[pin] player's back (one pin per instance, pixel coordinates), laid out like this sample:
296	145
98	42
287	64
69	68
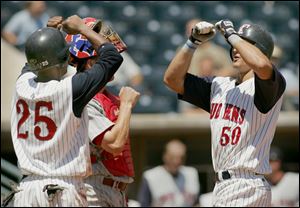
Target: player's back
48	139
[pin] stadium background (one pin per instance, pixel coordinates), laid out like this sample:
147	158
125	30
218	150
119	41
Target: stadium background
153	31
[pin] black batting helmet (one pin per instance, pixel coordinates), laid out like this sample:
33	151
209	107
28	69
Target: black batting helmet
46	47
257	36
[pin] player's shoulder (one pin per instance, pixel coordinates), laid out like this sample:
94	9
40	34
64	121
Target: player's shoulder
223	79
155	171
189	170
292	176
94	104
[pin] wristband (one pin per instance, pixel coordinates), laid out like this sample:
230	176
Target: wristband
190	45
233	39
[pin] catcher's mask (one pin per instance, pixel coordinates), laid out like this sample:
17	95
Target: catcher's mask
257	36
81	49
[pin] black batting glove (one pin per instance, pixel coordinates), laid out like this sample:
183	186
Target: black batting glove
226	28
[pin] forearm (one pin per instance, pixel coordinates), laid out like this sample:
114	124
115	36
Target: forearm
93	37
253	57
115	139
176	71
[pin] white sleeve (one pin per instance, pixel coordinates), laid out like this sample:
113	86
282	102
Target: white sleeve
98	122
129	67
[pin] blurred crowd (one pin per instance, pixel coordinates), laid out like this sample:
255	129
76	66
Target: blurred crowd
151	45
146	25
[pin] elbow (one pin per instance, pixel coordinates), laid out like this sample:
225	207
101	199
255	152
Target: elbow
119	59
170	81
174	84
116	149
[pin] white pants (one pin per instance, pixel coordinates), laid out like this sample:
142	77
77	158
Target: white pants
100	195
243	190
32	195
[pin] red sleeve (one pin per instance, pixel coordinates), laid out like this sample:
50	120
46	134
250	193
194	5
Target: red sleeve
98	139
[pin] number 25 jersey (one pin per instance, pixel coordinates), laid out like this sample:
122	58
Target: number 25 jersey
49	140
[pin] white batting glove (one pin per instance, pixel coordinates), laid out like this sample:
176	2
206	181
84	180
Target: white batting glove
202	32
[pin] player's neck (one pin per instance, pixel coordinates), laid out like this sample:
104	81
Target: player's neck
243	77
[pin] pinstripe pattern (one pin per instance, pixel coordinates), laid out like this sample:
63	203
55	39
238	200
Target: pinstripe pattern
102	195
67	153
31	194
250	153
257	129
243	190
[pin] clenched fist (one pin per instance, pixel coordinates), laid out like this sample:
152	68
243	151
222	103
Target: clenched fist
73	25
202	32
226	28
55	22
129	95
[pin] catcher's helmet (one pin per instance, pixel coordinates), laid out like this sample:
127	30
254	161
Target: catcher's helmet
257	36
46	47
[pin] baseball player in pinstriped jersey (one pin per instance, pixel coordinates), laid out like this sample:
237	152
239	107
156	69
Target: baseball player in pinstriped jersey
49	122
243	110
109	118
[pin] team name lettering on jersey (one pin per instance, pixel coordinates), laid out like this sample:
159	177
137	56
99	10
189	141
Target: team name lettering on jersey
231	112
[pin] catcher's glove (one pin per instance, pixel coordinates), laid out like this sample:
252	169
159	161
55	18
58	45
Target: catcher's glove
105	30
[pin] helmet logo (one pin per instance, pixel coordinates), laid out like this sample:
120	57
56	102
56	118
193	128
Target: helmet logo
244	26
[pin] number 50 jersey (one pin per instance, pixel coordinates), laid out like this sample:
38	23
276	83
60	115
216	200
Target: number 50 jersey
49	140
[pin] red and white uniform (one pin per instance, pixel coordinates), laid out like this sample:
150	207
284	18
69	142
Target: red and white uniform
49	141
103	111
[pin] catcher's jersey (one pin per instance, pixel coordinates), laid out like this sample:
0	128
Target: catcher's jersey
241	134
48	139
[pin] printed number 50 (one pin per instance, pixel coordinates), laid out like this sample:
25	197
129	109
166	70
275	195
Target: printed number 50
51	126
235	135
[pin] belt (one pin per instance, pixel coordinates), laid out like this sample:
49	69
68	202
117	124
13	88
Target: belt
224	175
115	184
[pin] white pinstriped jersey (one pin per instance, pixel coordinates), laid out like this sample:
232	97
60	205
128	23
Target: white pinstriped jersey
48	139
241	134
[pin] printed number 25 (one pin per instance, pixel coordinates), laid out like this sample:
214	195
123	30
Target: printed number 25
51	126
235	135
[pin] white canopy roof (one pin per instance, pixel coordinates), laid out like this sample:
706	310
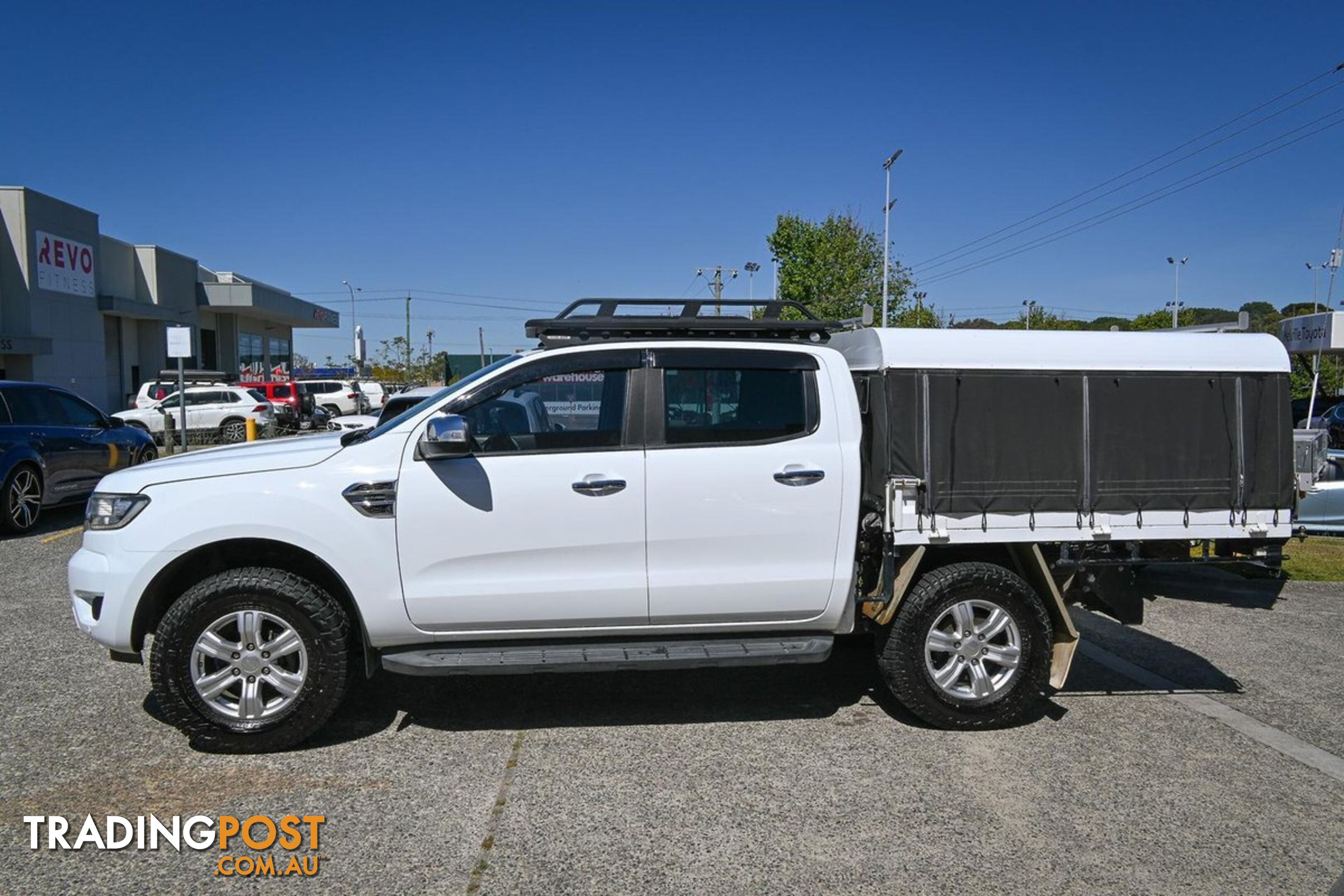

========================

Restate each entry word for word, leaving out any pictures.

[pin] player's back (one pin per instance, pixel coordinates), laid out like this sample:
296	145
98	42
287	64
69	68
Target: player's back
48	139
[pin] stadium background (one pin per instance, pixel coordinates), laid out like this sample:
147	158
125	30
218	150
119	41
Target: stadium background
153	31
[pin] black batting helmet (one pin per instance, pixel coordinates), laid out like this sample:
33	151
209	107
28	69
Target: black batting helmet
46	47
257	36
[pin] player's shoulder (one pin per instance, pixel coordinates), laid out like this sample:
94	9
40	34
64	121
Target: player's shoulder
223	79
155	171
189	170
292	176
94	104
[pin] wristband (one pin per instance, pixel coordinates), laid out like this sample:
230	176
Target: wristband
190	45
233	39
[pin] catcher's mask (one pin per instance, pixel coordinates), laid out like this sample:
17	95
Target: catcher's mask
257	36
81	49
[pin] black batting glove (one pin per instance, pixel coordinates), laid out like this sample:
183	186
Target: black batting glove
226	28
[pin] forearm (one pin per instance, pixel coordinates), laid out like this sample:
114	124
115	36
Target: forearm
93	37
253	57
115	139
176	71
[pin] white sleeve (one pin per instance, pixel coordinates), laid out like this sample:
113	86
282	102
Target: white sleeve
98	122
129	67
[pin] blurred crowd (one pin per instance, pixel coordinates), laid out like this sample:
255	129
76	66
Target: blurred crowd
151	45
146	25
[pin] elbow (one pin per instance, pixel coordinates), laid out like this sample:
225	207
101	199
255	152
Target: elbow
119	59
170	81
174	84
116	149
[pin] white pants (one pin per instance, pixel coordinates), laid out like this sample:
142	77
77	158
Target: white pants
100	195
243	190
32	195
[pin] red sleeve (one pin per instance, pixel coordinates), laid out like this sample:
50	120
46	134
250	193
194	5
Target: red sleeve
98	139
[pin] number 25 jersey (one pin per instance, pixel coordinates), laid out like this sample:
122	58
Target: number 25 jersey
49	140
[pin] white batting glove (one pin per instance, pixel coordinates), laid out like this sample:
176	2
206	181
84	180
Target: white batting glove
202	32
[pin] player's neck (one pin per instance, pixel coordinates), laid out like this sample:
104	81
Target: player's neck
243	77
[pin] pinstripe pattern (one pin per instance, pixel coordinates), laid out like this sample:
63	203
55	39
238	200
Target: pinstripe pattern
102	195
67	153
31	194
250	153
257	129
243	190
[pin] clenched fist (one pin per instance, pixel coordinates), laid out like this sample:
152	68
243	151
222	103
Target: clenched fist
73	25
202	32
226	28
55	22
129	95
[pin] catcher's helmet (one pin per instance, pixel coordinates), laid out like this sample:
127	30
254	161
Target: catcher's helmet
257	36
46	47
[pin] baseball player in pinstriped jersey (one pin per instance, pixel coordinates), laid out like this sample:
237	152
239	107
156	69
Target: baseball player in pinstriped jersey
49	122
243	110
109	118
[pin] team name lettering on jersey (one pin per instance, pixel coordinates), laid out like this sample:
159	177
137	56
99	10
189	141
Target: team name lettering on jersey
231	112
[pin] catcher's glove (one pin per instance, pixel coordinates), laid out like this sample:
252	169
159	161
55	18
58	45
Target: catcher's glove
105	30
[pin] helmet logo (one pin per instance, pixel coordinates), laid out like this sample:
120	57
56	102
56	118
193	128
Target: helmet logo
244	26
[pin] number 50 jersey (one pin per instance, pixel coordinates), laid out like this sample:
38	23
276	83
60	115
216	200
Target: number 50 jersey
49	140
[pin] red and white uniform (one pin per instance, pixel coordinates), laid out like this sample:
150	207
284	18
69	142
Target: red and white uniform
49	141
103	111
[pin] catcher's jersey (one pin per instance, pixel coordinates), laid out like this sample:
0	128
Target: catcher's jersey
241	134
48	139
[pin] printed number 50 (one pin per instance, pixel coordinates), laid out like this sample:
25	197
129	109
166	70
275	195
Target: printed number 50
51	126
235	135
[pin] belt (one pin per instance, pixel coordinates), laid out like this sample:
49	69
68	202
117	124
13	88
Target: belt
224	175
115	184
[pin] white pinstriped jersey (one pin per instance, pixel coordinates), laid out like this sample:
232	97
60	205
128	23
Target: white pinstriped jersey
48	139
241	134
[pin] printed number 25 (one pin per instance, pixel coordinates), laid out like this sample:
214	195
123	30
Target: printed number 25
51	126
235	135
[pin] white canopy roof (one pin per instance, pixel coordinates), laid out like this sample:
706	310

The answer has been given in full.